++++ Data lines
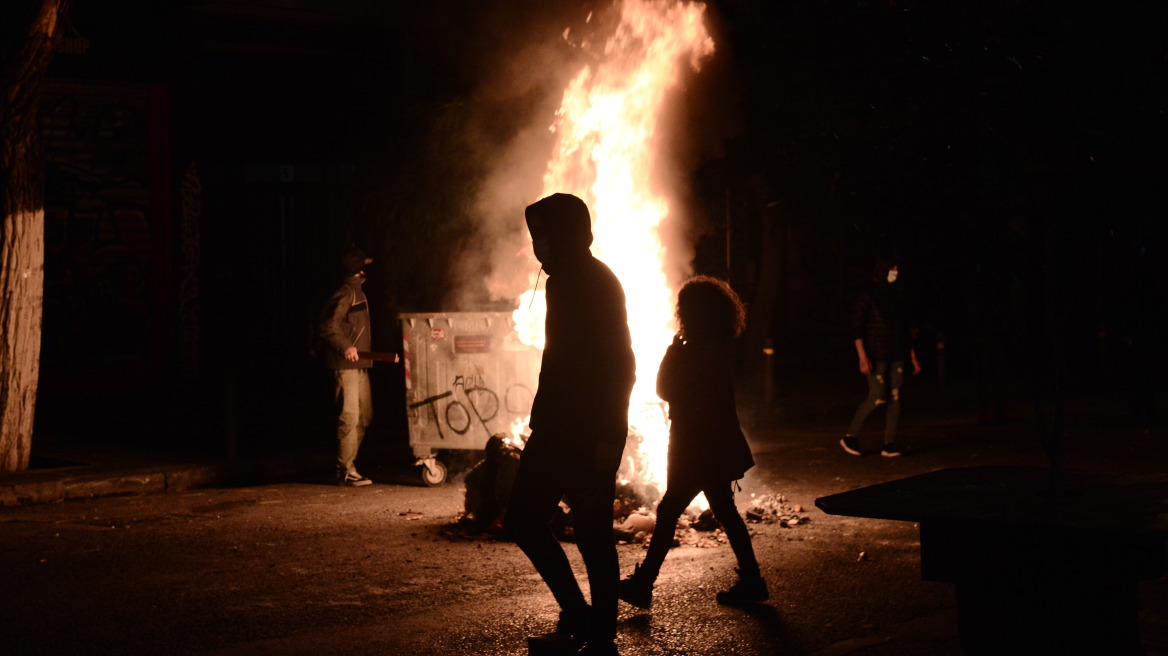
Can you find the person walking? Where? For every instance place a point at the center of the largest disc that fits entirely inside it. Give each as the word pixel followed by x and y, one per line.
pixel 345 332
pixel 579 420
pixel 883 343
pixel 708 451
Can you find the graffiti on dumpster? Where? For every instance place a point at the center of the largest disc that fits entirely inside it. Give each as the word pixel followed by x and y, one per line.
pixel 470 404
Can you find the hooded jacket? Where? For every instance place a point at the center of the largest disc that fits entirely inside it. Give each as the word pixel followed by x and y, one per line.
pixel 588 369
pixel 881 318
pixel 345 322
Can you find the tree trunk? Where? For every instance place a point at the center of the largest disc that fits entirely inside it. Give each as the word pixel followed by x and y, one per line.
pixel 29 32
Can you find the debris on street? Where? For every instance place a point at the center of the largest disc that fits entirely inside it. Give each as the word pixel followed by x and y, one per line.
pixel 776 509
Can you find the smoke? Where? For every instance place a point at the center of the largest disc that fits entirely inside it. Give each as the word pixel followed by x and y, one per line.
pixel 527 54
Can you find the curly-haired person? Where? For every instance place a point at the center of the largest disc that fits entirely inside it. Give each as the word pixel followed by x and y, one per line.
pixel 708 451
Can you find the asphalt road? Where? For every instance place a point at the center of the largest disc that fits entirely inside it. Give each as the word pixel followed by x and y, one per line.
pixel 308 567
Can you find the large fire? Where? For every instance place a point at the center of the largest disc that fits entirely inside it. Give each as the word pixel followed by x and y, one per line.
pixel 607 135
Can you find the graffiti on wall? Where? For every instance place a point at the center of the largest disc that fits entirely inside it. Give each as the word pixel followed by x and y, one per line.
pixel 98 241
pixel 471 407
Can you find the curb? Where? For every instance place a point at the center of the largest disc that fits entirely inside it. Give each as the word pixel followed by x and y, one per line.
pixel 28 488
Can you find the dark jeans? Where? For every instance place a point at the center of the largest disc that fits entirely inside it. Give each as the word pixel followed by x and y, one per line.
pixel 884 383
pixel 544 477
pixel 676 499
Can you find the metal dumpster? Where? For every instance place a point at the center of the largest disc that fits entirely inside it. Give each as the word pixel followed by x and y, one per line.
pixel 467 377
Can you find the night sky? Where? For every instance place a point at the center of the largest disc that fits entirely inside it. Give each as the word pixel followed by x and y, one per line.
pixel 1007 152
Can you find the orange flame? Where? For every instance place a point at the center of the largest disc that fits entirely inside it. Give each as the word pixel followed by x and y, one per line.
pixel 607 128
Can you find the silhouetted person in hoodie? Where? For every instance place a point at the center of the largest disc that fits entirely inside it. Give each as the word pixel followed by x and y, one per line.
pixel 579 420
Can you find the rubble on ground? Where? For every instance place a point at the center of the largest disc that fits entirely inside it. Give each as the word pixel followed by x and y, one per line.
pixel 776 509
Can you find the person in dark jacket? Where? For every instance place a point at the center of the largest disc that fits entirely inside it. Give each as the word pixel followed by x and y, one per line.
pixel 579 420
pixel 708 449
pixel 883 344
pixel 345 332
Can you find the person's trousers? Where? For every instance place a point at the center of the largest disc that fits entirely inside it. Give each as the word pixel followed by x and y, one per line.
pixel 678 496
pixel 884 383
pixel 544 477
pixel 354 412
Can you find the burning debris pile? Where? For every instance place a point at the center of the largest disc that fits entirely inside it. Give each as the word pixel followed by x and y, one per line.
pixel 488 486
++++++++
• What is being asked: Copy out the lines starting at the one containing "Can you find the curb?" and ending with the last line of the entries. Include nothing else.

• The response:
Can you find the curb? Where? For every instance place a point at the center of the largest disc that fits entirely inside it. Give each as the word pixel followed by x and y, one per line.
pixel 28 488
Can you find the dark jeans? Where? For every instance place a point at the center of the largest disc that fits entirely inside it. Give each as the word pixel followed by x and y, one per line.
pixel 884 383
pixel 544 477
pixel 676 499
Can you find the metal dumpster? Where? For every instance place a point at the center of the largest disc that fits entirely inside it. Give each as the word pixel followed by x and y, one per line.
pixel 467 377
Can you find the night sky? Where? For every instance place a point at the center of the largest disc that fits entirely inside it. Give each as the word pixel followed by x and y, one per line.
pixel 1007 152
Can you find the orange flame? Where? For every instance place a point at the center of the largest disc that fits entirely inside it. Give each as the word pixel followed by x and y, one per line.
pixel 607 128
Can you find the silhouetted person in hoodie? Where? For every instance place a point at the center of the largest disc that fits entirely inside it. Give each as the word pixel followed by x and y, one per line.
pixel 579 420
Can you find the rubble on ground? Where? For every instance place a point at the center of the largest disc that fits entirely inside it. Give each as the word pixel followed by x and y, one per line.
pixel 776 509
Can you find the person in dark jacket? Where? For every instance place a point at the center of the largest disc that fits entirely inside it. Give each as the word pixel followed by x and y, one per line.
pixel 579 420
pixel 708 449
pixel 883 344
pixel 345 332
Can you find the person's trousers? Where? For every instance place a point at the center of the largest disc that fits entirely inside it. Give each as the word pixel followed by x and y, one per line.
pixel 678 496
pixel 884 383
pixel 544 477
pixel 354 412
Can you find the burning debris pile? Where? For every instance place a point at the center of the largest disc that fits entirely inside it. Give each as the word pixel followed by x and y, one per line.
pixel 488 486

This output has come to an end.